Set down, in full, every record in the block.

* * *

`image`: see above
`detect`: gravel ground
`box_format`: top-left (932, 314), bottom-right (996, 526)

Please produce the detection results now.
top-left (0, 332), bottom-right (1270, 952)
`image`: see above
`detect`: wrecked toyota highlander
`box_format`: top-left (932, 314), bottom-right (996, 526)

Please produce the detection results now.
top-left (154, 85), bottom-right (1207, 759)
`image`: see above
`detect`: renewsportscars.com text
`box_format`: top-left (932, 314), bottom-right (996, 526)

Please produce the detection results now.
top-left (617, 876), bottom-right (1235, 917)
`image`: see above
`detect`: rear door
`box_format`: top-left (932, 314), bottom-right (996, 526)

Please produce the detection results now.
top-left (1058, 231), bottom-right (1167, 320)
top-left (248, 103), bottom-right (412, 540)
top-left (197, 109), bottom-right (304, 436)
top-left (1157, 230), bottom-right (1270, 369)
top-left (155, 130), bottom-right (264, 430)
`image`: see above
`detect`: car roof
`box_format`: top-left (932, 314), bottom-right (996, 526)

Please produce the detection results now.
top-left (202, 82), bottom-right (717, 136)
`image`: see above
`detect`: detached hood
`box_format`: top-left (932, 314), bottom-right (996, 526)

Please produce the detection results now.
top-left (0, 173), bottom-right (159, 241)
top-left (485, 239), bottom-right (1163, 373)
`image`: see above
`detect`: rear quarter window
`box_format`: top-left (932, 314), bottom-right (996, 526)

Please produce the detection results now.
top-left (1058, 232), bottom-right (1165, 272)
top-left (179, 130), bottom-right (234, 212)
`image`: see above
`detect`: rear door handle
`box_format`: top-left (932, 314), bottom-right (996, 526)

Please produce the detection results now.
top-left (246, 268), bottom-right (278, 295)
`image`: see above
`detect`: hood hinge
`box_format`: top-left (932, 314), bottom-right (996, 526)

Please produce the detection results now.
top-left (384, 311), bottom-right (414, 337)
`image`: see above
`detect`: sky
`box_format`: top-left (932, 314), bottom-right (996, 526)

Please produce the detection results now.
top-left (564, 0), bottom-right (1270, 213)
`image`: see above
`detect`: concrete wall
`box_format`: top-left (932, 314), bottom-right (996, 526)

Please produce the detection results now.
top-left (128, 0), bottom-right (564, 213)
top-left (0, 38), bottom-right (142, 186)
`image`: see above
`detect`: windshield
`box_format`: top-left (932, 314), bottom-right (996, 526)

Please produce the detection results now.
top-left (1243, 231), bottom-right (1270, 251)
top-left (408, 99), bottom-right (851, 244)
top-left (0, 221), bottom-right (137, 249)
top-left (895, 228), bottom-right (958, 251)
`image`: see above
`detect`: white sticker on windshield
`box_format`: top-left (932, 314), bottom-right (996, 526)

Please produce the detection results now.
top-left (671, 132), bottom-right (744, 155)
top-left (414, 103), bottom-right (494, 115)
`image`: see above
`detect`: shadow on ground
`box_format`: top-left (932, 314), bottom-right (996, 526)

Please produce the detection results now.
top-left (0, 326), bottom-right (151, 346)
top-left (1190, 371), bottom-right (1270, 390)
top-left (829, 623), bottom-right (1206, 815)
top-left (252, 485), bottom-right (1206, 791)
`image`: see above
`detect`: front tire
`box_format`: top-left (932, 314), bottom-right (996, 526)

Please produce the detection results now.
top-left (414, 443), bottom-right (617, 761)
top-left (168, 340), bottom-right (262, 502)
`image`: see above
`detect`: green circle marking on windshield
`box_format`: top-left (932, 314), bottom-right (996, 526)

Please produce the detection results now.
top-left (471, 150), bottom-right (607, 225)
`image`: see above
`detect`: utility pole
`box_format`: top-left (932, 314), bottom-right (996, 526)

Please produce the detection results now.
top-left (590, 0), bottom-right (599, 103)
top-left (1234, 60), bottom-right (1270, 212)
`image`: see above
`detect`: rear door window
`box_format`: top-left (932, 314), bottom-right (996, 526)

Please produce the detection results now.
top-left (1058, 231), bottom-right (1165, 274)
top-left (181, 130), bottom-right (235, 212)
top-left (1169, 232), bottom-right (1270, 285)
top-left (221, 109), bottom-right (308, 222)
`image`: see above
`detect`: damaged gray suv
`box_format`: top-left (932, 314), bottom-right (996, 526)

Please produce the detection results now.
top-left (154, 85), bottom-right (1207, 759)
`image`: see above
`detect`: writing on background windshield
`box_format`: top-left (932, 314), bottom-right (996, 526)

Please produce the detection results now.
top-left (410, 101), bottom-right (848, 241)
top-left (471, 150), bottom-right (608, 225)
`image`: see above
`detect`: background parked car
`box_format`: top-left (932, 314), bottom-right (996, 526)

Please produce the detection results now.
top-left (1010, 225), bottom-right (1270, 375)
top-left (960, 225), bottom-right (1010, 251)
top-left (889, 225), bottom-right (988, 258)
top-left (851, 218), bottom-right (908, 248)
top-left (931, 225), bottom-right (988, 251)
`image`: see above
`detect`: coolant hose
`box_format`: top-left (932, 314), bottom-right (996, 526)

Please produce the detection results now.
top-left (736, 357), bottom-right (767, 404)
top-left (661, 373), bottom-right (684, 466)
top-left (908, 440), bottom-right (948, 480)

* * *

Written solution:
`image`: see above
`detect`: gravel ground
`box_format`: top-left (932, 314), bottom-right (996, 526)

Please produce the detection results now.
top-left (0, 332), bottom-right (1270, 952)
`image`: see above
`detect`: wrecked toyota highlander
`box_format`: top-left (932, 314), bottom-right (996, 526)

Please produce the detection results now.
top-left (154, 85), bottom-right (1207, 759)
`image`: see above
`detect`: renewsportscars.com text
`box_format`: top-left (932, 314), bottom-right (996, 526)

Please produce the detection results now.
top-left (617, 876), bottom-right (1235, 917)
`image`: see above
`detect`: rear door
`box_format`: top-left (932, 314), bottom-right (996, 526)

Please produce the detection results now.
top-left (1058, 231), bottom-right (1167, 320)
top-left (248, 103), bottom-right (412, 540)
top-left (197, 109), bottom-right (304, 436)
top-left (1157, 230), bottom-right (1270, 369)
top-left (155, 130), bottom-right (264, 430)
`image`: see above
`detect`: car roof
`box_format`: top-left (932, 314), bottom-right (996, 526)

Please produce the detection results now.
top-left (202, 82), bottom-right (717, 136)
`image`: see above
`detect`: detached hood
`box_format`: top-left (932, 314), bottom-right (996, 526)

Please produce the detection results now.
top-left (0, 173), bottom-right (159, 241)
top-left (485, 239), bottom-right (1163, 373)
`image`: see above
`detect`: rear quarter window
`box_format`: top-left (932, 314), bottom-right (996, 526)

Please produce the detection results now.
top-left (1058, 232), bottom-right (1165, 272)
top-left (179, 130), bottom-right (234, 212)
`image`: see above
`detect`: rear door handle
`box_format`: top-left (932, 314), bottom-right (996, 526)

Please produce the detection results now.
top-left (246, 268), bottom-right (278, 295)
`image`: see above
`detect`: hood hinge
`box_format`: top-left (932, 314), bottom-right (996, 526)

Please produce the detection results now.
top-left (384, 311), bottom-right (414, 337)
`image`: see above
`detect`: sky
`box_format`: top-left (932, 314), bottom-right (996, 526)

Please produce the detection results now.
top-left (564, 0), bottom-right (1270, 213)
`image`: see above
`detect`: concrete wall
`box_format`: top-left (932, 314), bottom-right (996, 526)

Please produce the detection results now.
top-left (128, 0), bottom-right (564, 213)
top-left (0, 38), bottom-right (142, 186)
`image`: see above
`detect`: windshield
`box_format`: top-left (932, 314), bottom-right (996, 526)

Please produce the detection results now.
top-left (1243, 231), bottom-right (1270, 251)
top-left (408, 99), bottom-right (851, 244)
top-left (0, 221), bottom-right (137, 249)
top-left (895, 228), bottom-right (958, 251)
`image`: see above
`detect`: white sticker on windshield
`box_format`: top-left (932, 314), bottom-right (996, 526)

Please produce the detection results now.
top-left (671, 132), bottom-right (744, 155)
top-left (414, 103), bottom-right (494, 115)
`image`: see above
`detect`: shadow on ground
`box_format`: top-left (932, 314), bottom-right (996, 526)

Please produce the detection results now.
top-left (0, 326), bottom-right (151, 346)
top-left (1190, 371), bottom-right (1270, 390)
top-left (829, 623), bottom-right (1206, 815)
top-left (252, 485), bottom-right (1206, 791)
`image`: see above
`detect`: front tire
`box_format`: top-left (932, 314), bottom-right (996, 526)

Please produce the detection results now.
top-left (414, 443), bottom-right (617, 761)
top-left (168, 340), bottom-right (262, 502)
`image`: see above
`detect`: green circle marking on windshield
`box_format`: top-left (932, 314), bottom-right (996, 526)

Please produce the detection results now.
top-left (471, 150), bottom-right (607, 225)
`image`: see above
`detect`: utility pole
`box_format`: top-left (932, 314), bottom-right (996, 526)

Please produce the detection results now.
top-left (590, 0), bottom-right (599, 103)
top-left (1234, 60), bottom-right (1270, 212)
`image`: see above
`detect`: rear door window
`box_format`: top-left (932, 314), bottom-right (996, 526)

Please produce the detection results now.
top-left (1058, 231), bottom-right (1165, 274)
top-left (181, 130), bottom-right (235, 212)
top-left (1169, 232), bottom-right (1270, 285)
top-left (221, 109), bottom-right (308, 222)
`image`: see above
`detect`: damaged gray suv
`box_format`: top-left (932, 314), bottom-right (996, 526)

Please produce the detection results now.
top-left (154, 85), bottom-right (1207, 759)
`image`: see above
`detect`: writing on background windshield
`box_format`: top-left (932, 314), bottom-right (996, 526)

Please produce the detection results now.
top-left (410, 101), bottom-right (848, 241)
top-left (471, 150), bottom-right (608, 225)
`image`: see above
`detect`: background parked car
`box_format`: top-left (932, 314), bottom-right (996, 526)

Please produce the detection results now.
top-left (1010, 225), bottom-right (1270, 375)
top-left (960, 225), bottom-right (1010, 251)
top-left (889, 225), bottom-right (988, 258)
top-left (851, 218), bottom-right (908, 248)
top-left (931, 225), bottom-right (988, 251)
`image`: see above
`detect`: coolant hose
`box_format`: top-left (932, 314), bottom-right (996, 526)

Please produce the detection results now.
top-left (736, 357), bottom-right (767, 404)
top-left (661, 373), bottom-right (684, 466)
top-left (908, 440), bottom-right (948, 480)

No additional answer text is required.